EXERCISE REQUIREMENTS - Copy out only those lines running from the line with "the chrome cabinet" to the end of the listing, keeping each one exactly as it is.

GIVEN ENTRIES -
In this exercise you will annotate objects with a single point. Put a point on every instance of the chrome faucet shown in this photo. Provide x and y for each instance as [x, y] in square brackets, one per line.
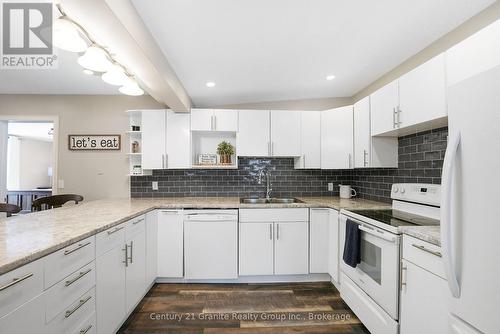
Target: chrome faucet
[267, 173]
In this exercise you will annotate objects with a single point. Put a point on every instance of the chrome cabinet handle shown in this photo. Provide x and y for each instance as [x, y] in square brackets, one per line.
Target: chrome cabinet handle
[83, 331]
[15, 281]
[80, 304]
[126, 255]
[427, 250]
[80, 246]
[115, 230]
[80, 275]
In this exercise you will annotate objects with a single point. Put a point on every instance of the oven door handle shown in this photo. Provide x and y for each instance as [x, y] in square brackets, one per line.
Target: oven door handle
[380, 235]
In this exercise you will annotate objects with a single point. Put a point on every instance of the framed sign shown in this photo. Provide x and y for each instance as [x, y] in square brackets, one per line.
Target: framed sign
[94, 142]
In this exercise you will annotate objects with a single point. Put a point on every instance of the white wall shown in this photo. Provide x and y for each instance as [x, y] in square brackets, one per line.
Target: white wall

RESPONSE -
In this exercise you will annotate objects with a single point. Put a point on every instance of the chrome cabinet handle shown in this photo. Provide x and y for each instance as [x, y] in square brackets, one per line.
Target: chrome cabinet handle
[83, 331]
[15, 281]
[80, 304]
[126, 255]
[427, 250]
[80, 246]
[115, 230]
[80, 275]
In this exercise you will annotate objects with a single point. Put a point on every instance of the oven door handle shown in this photo. Provide x and y for each instance as [x, y] in square brackets, one per line.
Target: oven door handle
[380, 235]
In this exercise you will annotate objects with a single point. Put a point on every instance of the framed sign shown in this photo. Provide x and y for each instance as [x, y] in square brackets, one per line.
Target: framed sign
[94, 142]
In this exercise you will annotate objects with a single point. Put a point on every instance of the white wall shown in this photo. Provide x and y for each instance as [x, y] in square brackets, one per line.
Target: white wall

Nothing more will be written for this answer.